• [Text under study]
-- Opening Marker --

Category Archives: Brain/mind

When hindsight is distinctly not beneficial

I’ve seen some disturbing instances of post-purchase rationalisation bias. This bias is what it says it is: it’s the tendency to rationalise a purchase after you’ve made it. The thing is, this bias is a type of choice-supportive bias – that means that when you evaluate a choice in hindsight, you tend to see the choice as better than perhaps it actually was. Maybe you were a bit uncertain about your choice as you were making it, but once it was made – oh no, it was definitely the right choice! It was so incredibly superior to the other option, no doubt about it. In fact, the other option was kind of awful, really. Lucky you’re so good at making awesome decisions!

So the post-purchase rationalisation bias means you tend to highlight the positive attributes of an item you’ve chosen to buy, since you probably consider the choice to have been a good one (otherwise you wouldn’t have made it, right?). That’s not to say that no one ever regrets a purchase, but this bias of the brain means that in most cases, you are more likely to try to see your choice as positive – particularly if the item was expensive.

It seems kind of harmless, since it’s presumably a good thing to make yourself happy with what you’ve ended up with, especially if you’ve invested a lot of money in it. Surely that’s preferable to always doubting your choice or lamenting not choosing the other option. However, the danger comes in not learning from one’s mistakes. If people (maybe me, maybe you, under the right circumstances) are willing to explain away negative aspects of their choices and over-emphasise the positive aspects, they put themselves at risk of making further poor (and expensive) choices in the future.

For example, I’ve seen a person explain away the handle falling off their expensive designer bag quite soon after purchase. They presumably reasoned that the bag must still be great because, well, they chose it and it cost that much, which led them to purchasing another of the same bag – just in a different colour this time. Was that a good decision? Well, it’s not my place to judge, but this bias does seem to lead to not learning from your mistakes – and then paying heftily for it. So if you’re interested in being a thoughtful consumer, maybe try to be as objective as possible when you’re evaluating your choices in hindsight. With this cognitive bias, the benefit of hindsight suddenly seems a bit more wayward and capricious than you would hope for from a so-called “benefit”.

-- Closing Marker --

• [Using the information]
A - Please reproduce the entries with "rough mask" switched to "coarse mask" wherever it occurs, leaving every other character as it stands.
B - Resume the piece on post-purchase rationalisation bias, picking up right after its final sentence.

• [Exercise data]
-- Opening Marker --

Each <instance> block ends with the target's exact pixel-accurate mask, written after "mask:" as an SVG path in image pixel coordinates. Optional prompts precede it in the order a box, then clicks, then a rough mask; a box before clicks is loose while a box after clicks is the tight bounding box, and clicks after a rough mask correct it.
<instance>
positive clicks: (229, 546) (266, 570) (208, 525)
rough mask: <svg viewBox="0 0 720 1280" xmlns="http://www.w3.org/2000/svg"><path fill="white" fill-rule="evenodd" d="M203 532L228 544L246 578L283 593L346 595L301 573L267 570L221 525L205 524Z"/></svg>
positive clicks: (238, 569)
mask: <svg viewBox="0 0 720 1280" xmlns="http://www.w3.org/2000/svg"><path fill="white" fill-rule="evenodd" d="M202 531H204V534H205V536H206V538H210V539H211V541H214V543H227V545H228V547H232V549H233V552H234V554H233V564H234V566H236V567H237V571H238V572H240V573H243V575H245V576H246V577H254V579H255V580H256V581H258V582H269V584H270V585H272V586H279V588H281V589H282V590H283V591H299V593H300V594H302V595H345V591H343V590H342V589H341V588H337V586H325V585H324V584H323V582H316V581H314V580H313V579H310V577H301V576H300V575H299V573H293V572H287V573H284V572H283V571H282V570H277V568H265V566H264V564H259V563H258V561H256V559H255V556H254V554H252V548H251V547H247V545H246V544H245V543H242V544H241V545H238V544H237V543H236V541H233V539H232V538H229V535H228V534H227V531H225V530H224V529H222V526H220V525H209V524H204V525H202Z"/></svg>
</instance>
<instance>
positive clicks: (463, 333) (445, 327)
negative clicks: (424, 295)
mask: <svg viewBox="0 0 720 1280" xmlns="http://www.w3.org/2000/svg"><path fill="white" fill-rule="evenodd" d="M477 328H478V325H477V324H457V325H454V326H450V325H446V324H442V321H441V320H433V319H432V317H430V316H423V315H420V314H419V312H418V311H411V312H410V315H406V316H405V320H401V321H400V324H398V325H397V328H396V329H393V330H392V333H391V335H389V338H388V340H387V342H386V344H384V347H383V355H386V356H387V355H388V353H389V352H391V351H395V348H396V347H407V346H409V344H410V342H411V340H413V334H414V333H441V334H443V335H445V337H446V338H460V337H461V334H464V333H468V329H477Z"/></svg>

-- Closing Marker --

• [Your written answers]
A -
Each <instance> block ends with the target's exact pixel-accurate mask, written after "mask:" as an SVG path in image pixel coordinates. Optional prompts precede it in the order a box, then clicks, then a coarse mask; a box before clicks is loose while a box after clicks is the tight bounding box, and clicks after a coarse mask correct it.
<instance>
positive clicks: (229, 546) (266, 570) (208, 525)
coarse mask: <svg viewBox="0 0 720 1280" xmlns="http://www.w3.org/2000/svg"><path fill="white" fill-rule="evenodd" d="M203 532L228 544L246 578L283 593L346 595L301 573L267 570L221 525L205 524Z"/></svg>
positive clicks: (238, 569)
mask: <svg viewBox="0 0 720 1280" xmlns="http://www.w3.org/2000/svg"><path fill="white" fill-rule="evenodd" d="M202 531H204V534H205V536H206V538H210V539H211V541H214V543H227V545H228V547H232V549H233V552H234V554H233V564H234V566H236V567H237V571H238V572H240V573H243V575H245V576H246V577H254V579H255V580H256V581H258V582H269V584H270V585H272V586H279V588H281V589H282V590H283V591H299V593H300V594H302V595H345V591H343V590H342V589H341V588H337V586H325V585H324V584H323V582H316V581H314V580H313V579H310V577H301V576H300V575H299V573H293V572H287V573H284V572H283V571H282V570H277V568H265V566H264V564H259V563H258V561H256V559H255V556H254V554H252V548H251V547H247V545H246V544H245V543H242V544H241V545H238V544H237V543H236V541H233V539H232V538H229V535H228V534H227V531H225V530H224V529H222V526H220V525H209V524H204V525H202Z"/></svg>
</instance>
<instance>
positive clicks: (463, 333) (445, 327)
negative clicks: (424, 295)
mask: <svg viewBox="0 0 720 1280" xmlns="http://www.w3.org/2000/svg"><path fill="white" fill-rule="evenodd" d="M477 328H478V325H477V324H457V325H454V326H450V325H446V324H442V321H441V320H433V319H432V317H430V316H423V315H420V314H419V312H418V311H411V312H410V315H406V316H405V320H401V321H400V324H398V325H397V328H396V329H393V330H392V333H391V335H389V338H388V340H387V342H386V344H384V347H383V355H386V356H387V355H388V353H389V352H391V351H395V348H396V347H407V346H409V344H410V342H411V340H413V334H414V333H441V334H443V335H445V337H446V338H460V337H461V334H464V333H468V329H477Z"/></svg>

B -
Bothersome biases of the brain: restraint bias

Your brain is rather adept at skewing things in a surprisingly convenient direction – in a lot of ways, it tends to make you think you’re more skilled and more aware than you actually are. Being a little bit self-assured of our beliefs and behaviours is somewhat adaptive and useful – we don’t always want to be cowering in fear and doubt about every little thing in day-to-day life, paralysed by hesitation and skeptical of our ability to succeed in matters large or small. But unfortunately, that little proclivity to over-estimate our own abilities gives rise to another little bias that holds us in thrall when it comes to many different matters, including consuming and spending. That is restraint bias.

Restraint bias is the tendency for people to assume that they’re going to be better at restraining their behaviour than they actually are. This pertains to various realms of assorted impulses, such as hunger, drug-craving and – seemingly likely – purchasing things. You’re over-confident about your ability to restrain yourself when tempted by something you want, and this can lead you to expose yourself to situations where the thing you want is conveniently available. And – surprise surprise – you often can’t resist it when it’s right there in front of you.

This has some very serious implications. For example, in a study by Nordgren and colleagues, published in the research journal Psychological Science in 2009, it was found that ex-smokers with a stronger belief in their own ability to control their impulses are much more likely to relapse into smoking again, precisely because they thought they could resist the temptation and therefore exposed themselves more willingly to the temptation – maybe they let themselves walk past the cigarette counter at a store instead of avoiding it, or maybe they too willingly went to social occasions even when they knew there would be people smoking there.

For perhaps slightly less serious implications, those wanting to curb their purchasing in general might be able to see what they need to do to avoid the consequences of restraint bias. It seems a bit self-evident, but if you don’t want to make needless purchases – don’t go into shops and don’t browse online retail sites. Don’t expose yourself to the temptations. You may think you’ll be able to resist, but the very existence of that opinion might mean you’re inclined to fail.

Bothersome biases of the brain: confirmation bias

The human brain is pretty fancy. A lump of tissue – 100 billion neurons, 100 trillion synapses – with the job of keeping you alive, generating your consciousness, allowing you to perceive and interact with the environment, allowing you to communicate in incredibly complex ways, allowing you to interpret a complex world and the other people in it. So you have to cut it some slack if, sometimes, it uses shortcuts. It uses shortcuts, and it relies on assumptions, and it likes to fit things into neat classifications in order to understand them quickly and effectively. And that can be a little bit of a problem.

The brain is prone to a lot of biases that are the result of the fact that, somehow, in some situations, they are (or were) advantageous. The ability to react quickly to your surroundings and to understand and gauge things efficiently are obviously of use from an evolutionary perspective. But applied to more rarefied, sophisticated contexts, such as complex decision-making in modern society, our brains can be a bit oafish.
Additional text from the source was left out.